ACTION ITEM - Below are the records; reproduce all of them exactly but without any images.

[INPUT DATA — start]

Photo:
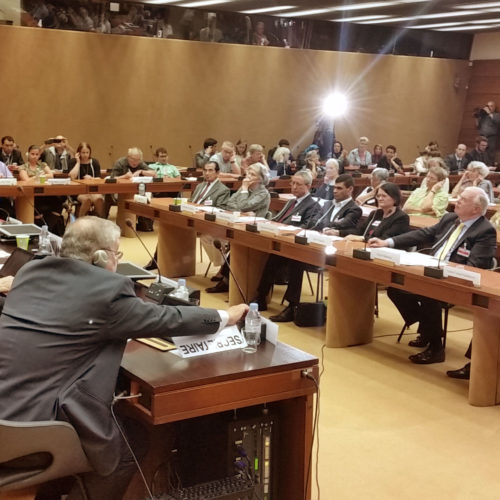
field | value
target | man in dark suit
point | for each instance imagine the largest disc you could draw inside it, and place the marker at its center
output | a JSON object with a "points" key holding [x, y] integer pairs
{"points": [[8, 154], [458, 161], [465, 237], [59, 359], [301, 211], [340, 214]]}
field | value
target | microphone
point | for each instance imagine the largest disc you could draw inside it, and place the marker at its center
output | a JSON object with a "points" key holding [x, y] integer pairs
{"points": [[218, 245], [130, 224], [437, 272], [40, 215]]}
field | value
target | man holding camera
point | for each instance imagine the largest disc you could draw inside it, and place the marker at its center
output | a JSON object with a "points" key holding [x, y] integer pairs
{"points": [[488, 123]]}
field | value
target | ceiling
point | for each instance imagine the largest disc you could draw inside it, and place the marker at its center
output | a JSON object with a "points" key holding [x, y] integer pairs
{"points": [[440, 15]]}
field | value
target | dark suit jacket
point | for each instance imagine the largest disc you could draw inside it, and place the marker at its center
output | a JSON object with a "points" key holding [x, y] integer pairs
{"points": [[17, 157], [308, 209], [219, 194], [346, 218], [63, 331], [480, 240], [451, 162], [325, 191], [397, 223]]}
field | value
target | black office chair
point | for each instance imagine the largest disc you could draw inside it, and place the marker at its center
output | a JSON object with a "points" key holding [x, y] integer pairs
{"points": [[32, 453]]}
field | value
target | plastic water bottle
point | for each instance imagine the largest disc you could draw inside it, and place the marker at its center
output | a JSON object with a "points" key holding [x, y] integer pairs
{"points": [[253, 324], [182, 292]]}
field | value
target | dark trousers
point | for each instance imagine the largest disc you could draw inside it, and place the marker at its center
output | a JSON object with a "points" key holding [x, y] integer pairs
{"points": [[417, 308], [295, 271], [113, 486]]}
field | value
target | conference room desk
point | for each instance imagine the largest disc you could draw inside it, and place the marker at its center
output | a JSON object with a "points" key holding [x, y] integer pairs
{"points": [[351, 289], [175, 389], [26, 191]]}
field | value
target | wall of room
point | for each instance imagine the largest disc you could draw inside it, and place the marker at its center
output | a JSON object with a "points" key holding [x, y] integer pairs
{"points": [[117, 91]]}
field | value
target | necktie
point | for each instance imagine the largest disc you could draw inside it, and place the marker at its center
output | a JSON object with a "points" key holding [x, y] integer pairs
{"points": [[451, 241], [288, 212], [202, 193]]}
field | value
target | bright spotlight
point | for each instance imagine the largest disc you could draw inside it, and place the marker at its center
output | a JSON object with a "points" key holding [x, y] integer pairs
{"points": [[335, 105]]}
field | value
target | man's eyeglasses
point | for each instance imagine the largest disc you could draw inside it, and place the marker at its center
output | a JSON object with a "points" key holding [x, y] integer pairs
{"points": [[118, 253]]}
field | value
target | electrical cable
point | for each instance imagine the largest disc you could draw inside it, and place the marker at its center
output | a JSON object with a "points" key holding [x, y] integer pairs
{"points": [[128, 444]]}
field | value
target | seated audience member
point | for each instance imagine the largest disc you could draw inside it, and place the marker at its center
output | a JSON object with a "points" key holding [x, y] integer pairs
{"points": [[57, 154], [162, 167], [369, 194], [57, 364], [390, 160], [385, 222], [83, 166], [465, 237], [312, 162], [209, 149], [342, 214], [325, 191], [360, 156], [458, 161], [281, 161], [226, 159], [241, 150], [259, 37], [475, 176], [480, 153], [131, 165], [282, 143], [9, 154], [254, 155], [420, 165], [252, 197], [301, 211], [340, 154], [378, 153], [211, 192], [211, 33], [431, 198]]}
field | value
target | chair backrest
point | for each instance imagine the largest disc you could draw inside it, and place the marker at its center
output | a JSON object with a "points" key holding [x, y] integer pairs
{"points": [[35, 452]]}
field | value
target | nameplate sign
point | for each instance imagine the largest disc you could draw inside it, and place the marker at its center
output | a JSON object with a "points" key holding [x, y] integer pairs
{"points": [[8, 181], [59, 181], [458, 272], [186, 207], [199, 345], [387, 254], [228, 216], [145, 180]]}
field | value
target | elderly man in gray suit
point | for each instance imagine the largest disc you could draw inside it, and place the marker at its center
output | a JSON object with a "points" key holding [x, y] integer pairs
{"points": [[59, 359]]}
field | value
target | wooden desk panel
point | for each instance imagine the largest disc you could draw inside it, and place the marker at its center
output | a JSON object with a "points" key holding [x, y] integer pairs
{"points": [[352, 281]]}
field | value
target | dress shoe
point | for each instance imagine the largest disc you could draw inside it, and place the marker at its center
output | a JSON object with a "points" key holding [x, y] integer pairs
{"points": [[286, 315], [462, 373], [151, 266], [428, 357], [261, 301], [418, 342], [222, 286]]}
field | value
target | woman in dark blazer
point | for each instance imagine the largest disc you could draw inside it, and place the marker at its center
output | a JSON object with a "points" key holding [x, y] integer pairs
{"points": [[385, 222]]}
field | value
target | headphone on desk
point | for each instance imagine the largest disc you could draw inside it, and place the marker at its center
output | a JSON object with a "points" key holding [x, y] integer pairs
{"points": [[100, 258]]}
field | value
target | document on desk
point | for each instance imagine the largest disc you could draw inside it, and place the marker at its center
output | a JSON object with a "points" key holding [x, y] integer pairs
{"points": [[403, 258], [198, 345]]}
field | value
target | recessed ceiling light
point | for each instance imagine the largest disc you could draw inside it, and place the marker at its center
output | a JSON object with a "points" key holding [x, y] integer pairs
{"points": [[466, 28], [483, 5], [268, 9], [359, 18]]}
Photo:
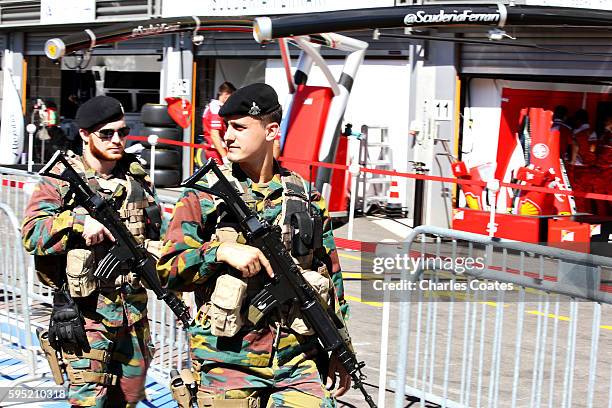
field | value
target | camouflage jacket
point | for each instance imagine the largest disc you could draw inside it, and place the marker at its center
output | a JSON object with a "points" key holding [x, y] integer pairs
{"points": [[188, 262], [53, 225]]}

[INPUT DATA — finish]

ANSWER TO THE EXERCISE -
Photo:
field | value
target | man in dark suit
point | for each instance imagine the largest disc you could draw inside it, and place the marker at its center
output | a JSON object with a "points" key holding [x, y] integer pairs
{"points": [[8, 154], [458, 161], [465, 237], [59, 359], [301, 211], [340, 214]]}
field | value
target | microphone
point | for each instance imagine the largest disc you could draw inside it, and place the marker at its center
output | a JSON object with a "points" key holding [x, y] integer pairs
{"points": [[218, 245], [130, 224], [437, 272], [40, 215]]}
field | value
target | man holding camera
point | for each instance imagine the largest disc you could draw inside it, and place the marker at its center
output | a JSON object with a "points" key holding [x, y] integer pairs
{"points": [[488, 123]]}
field | value
target | ceiling
point | for each instance imagine the largest disc you could draw inside it, and place the marker at its center
output | a JSON object with a "points" key holding [x, y] integer pairs
{"points": [[440, 15]]}
field | value
target | dark suit jacket
point | for each instance imagine the largest disc you could draw inside it, and place the marker at its center
output | a JSON object with a "points" key holding [x, y] integer pairs
{"points": [[17, 157], [308, 209], [219, 194], [346, 218], [63, 331], [480, 240], [451, 162], [325, 191], [397, 223]]}
field | value
target | black office chair
point | for each instance imagine the largest disc you could draw inside it, and place the marker at its center
output | a JSON object with a "points" key holding [x, y] integer pairs
{"points": [[32, 453]]}
field | value
target | plastic water bottle
point | for each instance imagine the largest disc you could draw inside it, and place the marker at its center
output | a JSON object with a "points" key holding [x, y] integer pairs
{"points": [[253, 324], [182, 292]]}
field | value
target | dark trousers
point | for each instance imagine the largest disc you could draw inside it, and place the marker at its center
output | a JSON object with a "points" key holding [x, y] integer pairs
{"points": [[417, 308], [295, 271], [113, 486]]}
field | value
target | conference room desk
point | for each instance imagine the largest disc you could draw inside it, and place the marker at its center
output | a JSON object with a "points" key holding [x, y] integer pairs
{"points": [[351, 289], [175, 389], [26, 191]]}
field | value
target | wall of room
point | for each instance imagine the largest disc you could draw inside it, and place the marker at its center
output | a JSON object with a "points" key holding [x, y] integer pairs
{"points": [[117, 91]]}
field | value
target | necktie
point | for each instance imagine the largest disc you could draw inside it, and place the marker at its center
output | a JSON object with a "points" key holding [x, y] integer pairs
{"points": [[451, 241], [288, 212], [202, 193]]}
field | value
target | bright spotlight
point | for each instance imagine the largest disc you could draw inside it, and place the marker at its center
output | a JSON object with a "points" key holding [x, y] integer pairs
{"points": [[335, 105]]}
field | value
target | man's eyeglasses
point | for each instance imagine the largest disc you could draw inside it, and place the marker at its center
output | a JSON object with a "points" key holding [x, y] integer pairs
{"points": [[118, 253]]}
field | value
target | electrical cable
point | for each instance imagine the largest disc you could draw inside it, and place the marker at its center
output | a JSON object with a "points" key holding [x, y] integer pairs
{"points": [[128, 444]]}
field | value
target | seated audience member
point | for each instance imagine the largest disc you could draw inside it, and place the marker at its center
output | a JSON object with a "points" key holding [x, y] integer pairs
{"points": [[57, 154], [162, 167], [369, 194], [57, 364], [390, 160], [385, 222], [83, 166], [465, 237], [312, 162], [209, 149], [342, 214], [325, 191], [360, 156], [458, 161], [281, 161], [226, 159], [241, 150], [259, 37], [475, 176], [480, 153], [131, 165], [282, 143], [9, 154], [254, 155], [420, 165], [252, 197], [301, 211], [340, 154], [378, 153], [211, 192], [211, 33], [431, 198]]}
field | value
target | chair backrest
point | for each instance imagine the largest disc you could draw inside it, and place the marker at its center
output | a JSON object with a "points" key holding [x, y] integer pairs
{"points": [[35, 452]]}
field | value
target | nameplate sign
point | for each instance imagine the largest disc you could draw inside it, and place the marker at its center
output | a JSON object with a "points" key holding [x, y] integer pairs
{"points": [[8, 181], [59, 181], [458, 272], [186, 207], [199, 345], [387, 254], [228, 216], [145, 180]]}
field | value
target | elderly man in gray suit
point | for each instance imagine the largest disc you could draw inside it, and place the marker at its center
output | a JSON object with a "points" key holding [x, y] integer pairs
{"points": [[59, 359]]}
field | value
target | wooden desk panel
point | for each instance imagine the largest disc you could draw inside it, and place the marker at its center
output | a JSON object with a "points" key holding [x, y] integer pairs
{"points": [[352, 281]]}
field | value
target | dress shoe
point | for each instance imagine the largest disc you could draw inside it, and place the marker at its center
output | a JSON object with a "points" key holding [x, y] integer pairs
{"points": [[286, 315], [462, 373], [151, 266], [428, 357], [261, 301], [418, 342], [222, 286]]}
field | value
target | woman in dark blazer
point | for each instance imagine the largest disc you could draw inside it, and place the marker at its center
output | a JSON object with a "points" key holding [x, y] integer pairs
{"points": [[385, 222]]}
field | value
target | headphone on desk
point | for each instance imagine the largest disc you could draw inside it, and place the marker at its center
output | a JSON object with a "points" key holding [x, y] integer pairs
{"points": [[100, 258]]}
field | value
target | document on desk
point | for each instance imagine the largest disc you could draw inside it, and place the marker at its center
output | a JSON object with a "points" key holding [x, y] integer pairs
{"points": [[403, 258], [198, 345]]}
field | value
target | recessed ceiling light
point | for each instance imagine the largest disc you could draw inside it, and place the marker at its center
output | a JSON object with a "points" key holding [x, y] integer pairs
{"points": [[466, 28], [483, 5], [268, 9], [359, 18]]}
Photo:
field | value
target | camouflage jacket
point | for each instance imagine the largest disc you could draw inside it, and place the marker at its center
output | a JSON object with a "points" key holding [x, y] integer pairs
{"points": [[188, 262], [53, 225]]}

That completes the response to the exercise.